_Set exercise 1_
In the dissent on the position-of-trust sentencing increase, list every possible victim of a bank employee's embezzlement that it names.
_Set exercise 2_
Gather every line of the records that contains the string "lettering". Case counts.
* Start Supplied passage *
ESCHBACH, Circuit Judge,

dissenting.

For the most part, I agree with the majority’s well-reasoned analysis of the state of the law concerning the Sentencing Guidelines’ increase for abusing a “position of trust” under § 3B1.3. However, I disagree with the majority’s apparent conclusion that § 3B1.3 requires us to determine who bestowed a position of trust on the defendant, or that we need to determine the “source of the lack of supervision” over the defendant. I also believe the majority’s opinion is at odds with our prior opinion in United States v. Lamb, 6 F.3d 415, 420 (7th Cir.1993). Yet even if I agreed with the majority’s interpretation of § 3B1.3, I nonetheless believe the facts in this case are sufficiently clear that the defendant violated the Bank’s trust that a remand is superfluous.

The majority’s analysis releases § 3B1.3 from its moorings. The purpose of § 3B1.3 is to punish more severely those defendants whose crimes are more difficult to detect by virtue of the special nature of their positions. I, like the Court of Appeals for the District of Columbia, fail to see anything in the language of § 3B1.3 or its Commentary that requires that,the victim in particular bestow the defendant with the specific duties that create a position of trust. See United States v. Shyllon, 10 F.3d 1, 5 (D.C.Cir.1993), cert. denied, — U.S. -, 114 S.Ct. 1327, 127 L.Ed.2d 675 (1994). The language of § 3B1.3 requires simply that the defendant have occupied a position of trust which made it easier to commit a hard-to-deteet crime, regardless of who bestowed the position of trust on the defendant. Whether the victim himself bestowed the defendant with a position of trust is merely coincidental to the determination of whether the defendant in fact occupied a position of trust which enabled him to escape detection.

The rest of the footnote in United States v. Hill, 915 F.2d 502, 506 n. 3 (9th Cir.1990), cited by the majority, see Op. at 919, makes this clear: “a trust relationship may exist among other parties as well[,] such as between a customer and an employee.” For example, in the case of bank employee embezzlement, there could be multiple victims of an employee’s breach of trust, including the bank, its shareholders, its customers, and even federal insurers. However, not each of these victims explicitly bestows a position of trust upon or “fails to supervise” the bank employee — a finding the majority would apparently require before applying § 3B1.3. A *921bank customer may trust the bank and therefore also indirectly trust its employees, but it would be awkward to say the customer bestowed the bank employee with his position of trust or that the customer “failed to supervise” the bank employee, even though the customer might still be a victim of the employee’s embezzlement. In sum, the language of § 3B1.3 fails to support the majority’s reading of § 3B 1.3. As a result, I disagree that we need to venture beyond deference to the district court’s finding that the defendant in fact occupied a position of trust that enabled her to commit crimes otherwise more easily detectable.
* End Supplied passage *
* Start Provided data *
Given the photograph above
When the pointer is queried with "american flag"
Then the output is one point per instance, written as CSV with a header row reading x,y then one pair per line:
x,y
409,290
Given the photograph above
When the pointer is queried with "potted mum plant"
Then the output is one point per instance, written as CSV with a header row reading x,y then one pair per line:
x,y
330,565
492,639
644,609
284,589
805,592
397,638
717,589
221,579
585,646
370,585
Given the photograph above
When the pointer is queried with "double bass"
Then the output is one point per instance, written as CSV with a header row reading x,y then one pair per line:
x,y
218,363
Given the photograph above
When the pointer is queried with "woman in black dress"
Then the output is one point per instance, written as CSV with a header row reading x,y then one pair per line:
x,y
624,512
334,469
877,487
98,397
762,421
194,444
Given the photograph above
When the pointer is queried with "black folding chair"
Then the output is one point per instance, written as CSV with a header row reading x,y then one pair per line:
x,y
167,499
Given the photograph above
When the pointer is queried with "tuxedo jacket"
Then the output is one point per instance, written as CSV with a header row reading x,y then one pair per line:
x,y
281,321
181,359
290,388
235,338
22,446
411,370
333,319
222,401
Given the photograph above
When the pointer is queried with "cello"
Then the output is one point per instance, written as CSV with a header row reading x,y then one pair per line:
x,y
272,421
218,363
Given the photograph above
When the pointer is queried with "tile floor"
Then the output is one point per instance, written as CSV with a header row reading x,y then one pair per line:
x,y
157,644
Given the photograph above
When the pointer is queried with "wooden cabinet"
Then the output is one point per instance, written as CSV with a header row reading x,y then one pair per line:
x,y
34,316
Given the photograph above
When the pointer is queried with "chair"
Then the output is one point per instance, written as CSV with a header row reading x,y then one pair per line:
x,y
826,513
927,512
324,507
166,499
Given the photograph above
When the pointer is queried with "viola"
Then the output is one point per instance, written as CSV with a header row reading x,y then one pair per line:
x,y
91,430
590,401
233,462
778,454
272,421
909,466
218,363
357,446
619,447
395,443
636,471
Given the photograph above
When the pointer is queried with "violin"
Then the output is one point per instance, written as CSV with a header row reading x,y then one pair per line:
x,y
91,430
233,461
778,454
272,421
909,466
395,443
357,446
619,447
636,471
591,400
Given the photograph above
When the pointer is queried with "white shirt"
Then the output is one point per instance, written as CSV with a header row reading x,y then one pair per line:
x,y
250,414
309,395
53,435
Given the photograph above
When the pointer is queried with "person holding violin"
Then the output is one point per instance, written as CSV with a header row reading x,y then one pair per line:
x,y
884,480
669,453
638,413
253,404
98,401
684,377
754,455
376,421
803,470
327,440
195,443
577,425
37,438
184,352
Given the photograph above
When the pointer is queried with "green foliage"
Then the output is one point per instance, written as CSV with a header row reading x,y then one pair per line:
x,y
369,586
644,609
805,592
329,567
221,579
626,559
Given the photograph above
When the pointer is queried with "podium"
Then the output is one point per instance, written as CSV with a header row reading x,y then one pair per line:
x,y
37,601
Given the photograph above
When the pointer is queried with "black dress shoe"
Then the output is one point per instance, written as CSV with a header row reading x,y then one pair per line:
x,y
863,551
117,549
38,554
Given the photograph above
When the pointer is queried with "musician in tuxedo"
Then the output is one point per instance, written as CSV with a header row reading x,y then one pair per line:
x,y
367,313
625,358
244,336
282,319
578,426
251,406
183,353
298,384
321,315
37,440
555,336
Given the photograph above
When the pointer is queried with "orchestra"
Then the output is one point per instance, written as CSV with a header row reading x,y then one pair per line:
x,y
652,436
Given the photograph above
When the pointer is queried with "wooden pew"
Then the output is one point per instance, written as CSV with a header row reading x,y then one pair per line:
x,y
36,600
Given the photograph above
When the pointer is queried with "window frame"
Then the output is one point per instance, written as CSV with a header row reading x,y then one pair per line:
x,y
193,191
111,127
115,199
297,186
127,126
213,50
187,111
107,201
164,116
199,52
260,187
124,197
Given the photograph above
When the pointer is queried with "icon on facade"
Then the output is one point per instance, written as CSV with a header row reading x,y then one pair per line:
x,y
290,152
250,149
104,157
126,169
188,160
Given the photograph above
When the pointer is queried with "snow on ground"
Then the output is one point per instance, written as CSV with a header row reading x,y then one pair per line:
* End Provided data *
* Start Provided data *
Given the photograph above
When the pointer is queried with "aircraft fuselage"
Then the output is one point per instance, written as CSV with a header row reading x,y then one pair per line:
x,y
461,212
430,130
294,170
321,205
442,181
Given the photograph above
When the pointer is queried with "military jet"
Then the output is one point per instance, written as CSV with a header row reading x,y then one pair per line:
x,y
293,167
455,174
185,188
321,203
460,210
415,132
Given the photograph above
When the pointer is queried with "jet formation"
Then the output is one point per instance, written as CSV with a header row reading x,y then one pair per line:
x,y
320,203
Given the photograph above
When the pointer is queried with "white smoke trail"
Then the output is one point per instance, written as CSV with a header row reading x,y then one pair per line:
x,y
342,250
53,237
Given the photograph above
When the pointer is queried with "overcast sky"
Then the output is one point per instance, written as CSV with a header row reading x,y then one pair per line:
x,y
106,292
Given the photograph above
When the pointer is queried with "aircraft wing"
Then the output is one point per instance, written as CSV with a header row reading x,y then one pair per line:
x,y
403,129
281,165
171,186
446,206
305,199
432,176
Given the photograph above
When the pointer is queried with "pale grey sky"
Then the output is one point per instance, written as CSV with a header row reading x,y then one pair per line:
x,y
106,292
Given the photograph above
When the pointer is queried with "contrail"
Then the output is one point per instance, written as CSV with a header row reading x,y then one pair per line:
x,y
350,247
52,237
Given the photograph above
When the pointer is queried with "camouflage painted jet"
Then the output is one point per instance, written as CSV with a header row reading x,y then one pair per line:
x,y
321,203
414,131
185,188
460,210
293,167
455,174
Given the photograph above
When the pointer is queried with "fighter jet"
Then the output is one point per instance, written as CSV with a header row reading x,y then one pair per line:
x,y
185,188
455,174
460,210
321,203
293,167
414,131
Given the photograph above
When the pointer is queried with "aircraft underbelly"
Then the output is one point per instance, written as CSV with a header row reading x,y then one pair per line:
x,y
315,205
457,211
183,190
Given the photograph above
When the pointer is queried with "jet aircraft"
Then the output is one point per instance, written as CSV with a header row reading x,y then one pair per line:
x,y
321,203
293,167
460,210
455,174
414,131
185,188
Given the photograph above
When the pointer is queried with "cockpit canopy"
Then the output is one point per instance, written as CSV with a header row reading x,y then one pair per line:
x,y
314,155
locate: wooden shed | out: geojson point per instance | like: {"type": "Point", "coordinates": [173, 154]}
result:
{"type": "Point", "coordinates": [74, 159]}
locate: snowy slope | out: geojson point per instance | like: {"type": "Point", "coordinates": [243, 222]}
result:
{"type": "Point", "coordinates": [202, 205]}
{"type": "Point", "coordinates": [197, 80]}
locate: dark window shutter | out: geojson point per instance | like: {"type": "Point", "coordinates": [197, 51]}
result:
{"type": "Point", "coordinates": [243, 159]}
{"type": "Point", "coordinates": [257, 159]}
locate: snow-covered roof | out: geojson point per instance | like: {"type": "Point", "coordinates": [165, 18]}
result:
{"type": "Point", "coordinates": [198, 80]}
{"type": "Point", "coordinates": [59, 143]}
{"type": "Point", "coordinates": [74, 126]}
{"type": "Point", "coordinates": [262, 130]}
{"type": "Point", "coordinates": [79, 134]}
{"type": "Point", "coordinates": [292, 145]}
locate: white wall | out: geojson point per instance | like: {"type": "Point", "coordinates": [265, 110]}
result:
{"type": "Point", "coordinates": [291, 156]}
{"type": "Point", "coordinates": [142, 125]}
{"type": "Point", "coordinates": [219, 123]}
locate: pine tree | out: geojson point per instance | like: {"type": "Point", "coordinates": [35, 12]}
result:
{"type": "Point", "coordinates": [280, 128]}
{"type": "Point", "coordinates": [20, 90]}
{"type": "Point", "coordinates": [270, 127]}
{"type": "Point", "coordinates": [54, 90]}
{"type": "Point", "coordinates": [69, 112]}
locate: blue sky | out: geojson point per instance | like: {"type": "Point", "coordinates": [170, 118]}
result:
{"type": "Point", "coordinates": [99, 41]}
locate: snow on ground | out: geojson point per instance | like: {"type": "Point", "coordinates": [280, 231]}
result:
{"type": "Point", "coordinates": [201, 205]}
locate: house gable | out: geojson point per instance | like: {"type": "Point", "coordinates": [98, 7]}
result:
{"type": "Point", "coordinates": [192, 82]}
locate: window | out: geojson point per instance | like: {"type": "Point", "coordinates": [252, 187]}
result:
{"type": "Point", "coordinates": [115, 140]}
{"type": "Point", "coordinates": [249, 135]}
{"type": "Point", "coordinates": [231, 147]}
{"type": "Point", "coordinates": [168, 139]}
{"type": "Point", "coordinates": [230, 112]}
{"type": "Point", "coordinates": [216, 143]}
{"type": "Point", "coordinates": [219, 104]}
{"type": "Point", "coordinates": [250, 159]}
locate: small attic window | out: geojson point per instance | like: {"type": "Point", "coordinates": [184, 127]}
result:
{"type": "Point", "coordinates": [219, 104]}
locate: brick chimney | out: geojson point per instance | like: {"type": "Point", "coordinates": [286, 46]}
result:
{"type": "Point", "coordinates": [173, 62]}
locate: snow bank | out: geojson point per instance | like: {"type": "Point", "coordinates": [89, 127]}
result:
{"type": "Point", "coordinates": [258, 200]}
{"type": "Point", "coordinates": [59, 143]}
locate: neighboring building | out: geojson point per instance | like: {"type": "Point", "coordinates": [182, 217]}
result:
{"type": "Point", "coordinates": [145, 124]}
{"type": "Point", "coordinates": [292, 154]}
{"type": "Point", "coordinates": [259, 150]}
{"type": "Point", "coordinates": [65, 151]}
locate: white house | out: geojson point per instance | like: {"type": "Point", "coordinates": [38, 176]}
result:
* End Provided data *
* Start Provided data *
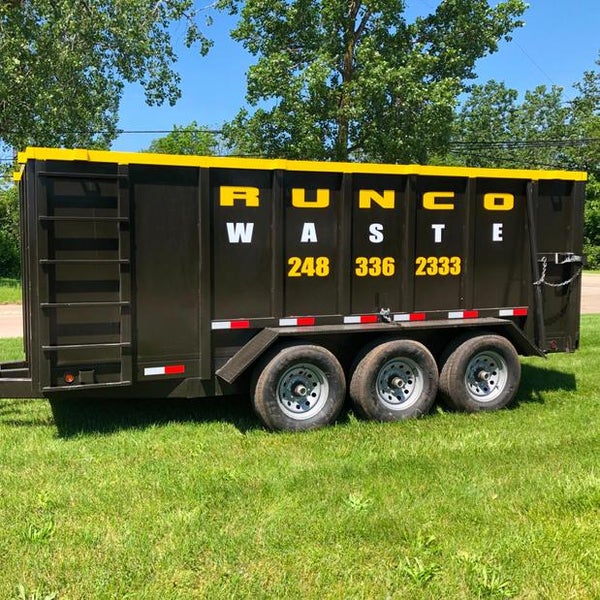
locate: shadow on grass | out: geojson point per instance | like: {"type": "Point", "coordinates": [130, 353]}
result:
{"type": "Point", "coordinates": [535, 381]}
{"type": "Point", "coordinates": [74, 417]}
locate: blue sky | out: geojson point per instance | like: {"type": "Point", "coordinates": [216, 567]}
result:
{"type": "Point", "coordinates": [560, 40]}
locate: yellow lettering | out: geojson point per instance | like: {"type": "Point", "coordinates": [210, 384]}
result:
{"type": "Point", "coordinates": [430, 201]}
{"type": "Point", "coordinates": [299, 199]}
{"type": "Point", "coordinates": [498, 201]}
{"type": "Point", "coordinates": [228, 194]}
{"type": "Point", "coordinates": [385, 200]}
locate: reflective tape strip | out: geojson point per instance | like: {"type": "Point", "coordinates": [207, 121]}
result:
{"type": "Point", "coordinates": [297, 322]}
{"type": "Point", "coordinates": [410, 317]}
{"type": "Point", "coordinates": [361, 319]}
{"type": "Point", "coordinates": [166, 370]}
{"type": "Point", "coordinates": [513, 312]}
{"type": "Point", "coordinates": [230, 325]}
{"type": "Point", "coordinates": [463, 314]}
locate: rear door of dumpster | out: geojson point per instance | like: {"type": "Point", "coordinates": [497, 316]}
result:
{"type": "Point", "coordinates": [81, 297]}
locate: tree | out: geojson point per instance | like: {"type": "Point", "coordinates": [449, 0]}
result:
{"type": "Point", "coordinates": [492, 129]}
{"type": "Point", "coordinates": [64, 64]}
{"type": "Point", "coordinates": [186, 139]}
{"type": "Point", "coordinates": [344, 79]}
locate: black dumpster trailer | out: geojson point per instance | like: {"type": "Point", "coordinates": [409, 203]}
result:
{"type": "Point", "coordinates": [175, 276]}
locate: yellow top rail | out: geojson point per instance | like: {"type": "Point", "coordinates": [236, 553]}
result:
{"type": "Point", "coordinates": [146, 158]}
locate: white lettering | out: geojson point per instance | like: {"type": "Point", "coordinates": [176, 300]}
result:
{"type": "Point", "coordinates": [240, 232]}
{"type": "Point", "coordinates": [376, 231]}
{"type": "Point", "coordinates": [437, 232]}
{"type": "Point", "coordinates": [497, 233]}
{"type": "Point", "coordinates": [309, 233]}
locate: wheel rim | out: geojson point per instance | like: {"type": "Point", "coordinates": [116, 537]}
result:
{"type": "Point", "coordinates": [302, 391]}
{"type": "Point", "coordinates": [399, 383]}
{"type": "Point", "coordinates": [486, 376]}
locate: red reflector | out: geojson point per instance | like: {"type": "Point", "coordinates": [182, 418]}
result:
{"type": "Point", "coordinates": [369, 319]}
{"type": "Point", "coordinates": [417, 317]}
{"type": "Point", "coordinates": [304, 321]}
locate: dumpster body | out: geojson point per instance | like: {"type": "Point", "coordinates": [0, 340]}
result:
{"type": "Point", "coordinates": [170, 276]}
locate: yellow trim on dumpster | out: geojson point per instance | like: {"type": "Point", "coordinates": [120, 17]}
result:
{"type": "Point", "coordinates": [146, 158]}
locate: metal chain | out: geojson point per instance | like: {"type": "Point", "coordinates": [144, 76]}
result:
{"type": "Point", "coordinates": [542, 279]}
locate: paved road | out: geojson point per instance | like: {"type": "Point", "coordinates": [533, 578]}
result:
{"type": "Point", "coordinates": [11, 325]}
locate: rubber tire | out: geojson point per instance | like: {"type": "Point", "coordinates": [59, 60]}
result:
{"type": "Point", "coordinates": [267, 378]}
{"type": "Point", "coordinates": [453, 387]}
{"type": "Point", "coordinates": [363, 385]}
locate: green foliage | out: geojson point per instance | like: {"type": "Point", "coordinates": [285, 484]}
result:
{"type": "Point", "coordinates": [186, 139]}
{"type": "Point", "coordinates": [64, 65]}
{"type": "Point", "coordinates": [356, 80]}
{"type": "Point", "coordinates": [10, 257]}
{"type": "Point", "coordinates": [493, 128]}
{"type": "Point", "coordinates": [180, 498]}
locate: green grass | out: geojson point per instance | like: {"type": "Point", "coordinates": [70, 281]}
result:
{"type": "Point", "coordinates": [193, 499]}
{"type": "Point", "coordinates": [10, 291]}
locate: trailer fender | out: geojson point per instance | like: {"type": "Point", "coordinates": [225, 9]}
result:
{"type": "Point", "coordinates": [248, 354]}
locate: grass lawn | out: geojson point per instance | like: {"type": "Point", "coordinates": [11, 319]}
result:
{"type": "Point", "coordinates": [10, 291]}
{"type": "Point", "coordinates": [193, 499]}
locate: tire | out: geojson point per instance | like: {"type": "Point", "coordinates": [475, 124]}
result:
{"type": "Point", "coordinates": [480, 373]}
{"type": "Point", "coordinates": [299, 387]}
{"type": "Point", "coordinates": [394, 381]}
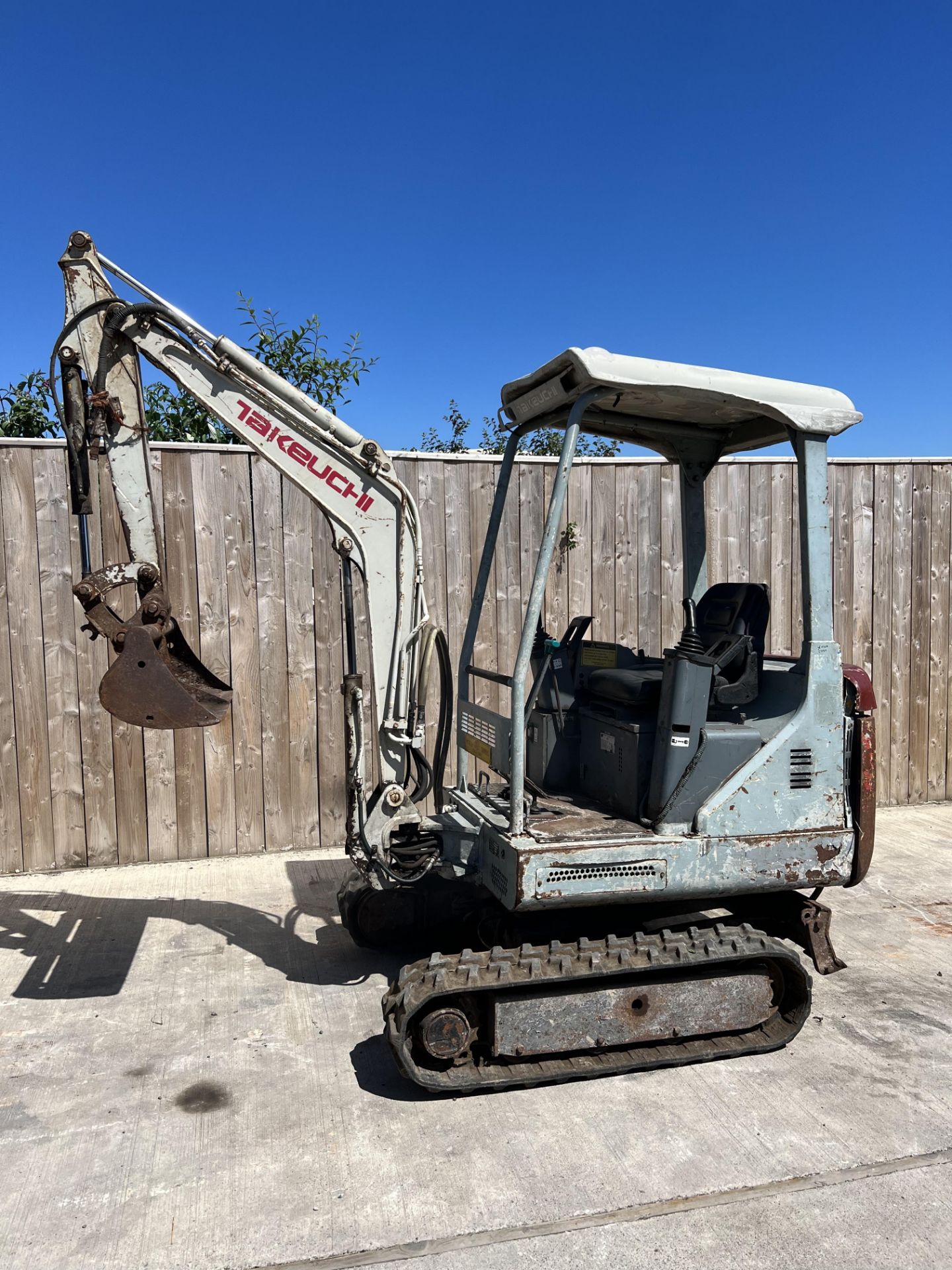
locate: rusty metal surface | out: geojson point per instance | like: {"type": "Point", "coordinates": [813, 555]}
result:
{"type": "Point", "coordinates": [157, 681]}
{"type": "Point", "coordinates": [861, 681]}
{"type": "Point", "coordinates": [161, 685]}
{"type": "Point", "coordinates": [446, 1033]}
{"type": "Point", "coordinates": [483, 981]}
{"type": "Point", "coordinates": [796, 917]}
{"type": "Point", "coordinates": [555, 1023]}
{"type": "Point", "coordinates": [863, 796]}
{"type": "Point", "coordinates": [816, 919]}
* End Provided data *
_Finished answer 1_
- The bank
- Its shareholders
- Its customers
- Federal insurers

_Finished answer 2_
locate: yellow lettering | out: geojson point per instance | like: {"type": "Point", "coordinates": [210, 384]}
locate: white lettering | out: geojson point per instance | like: {"type": "Point", "coordinates": [176, 300]}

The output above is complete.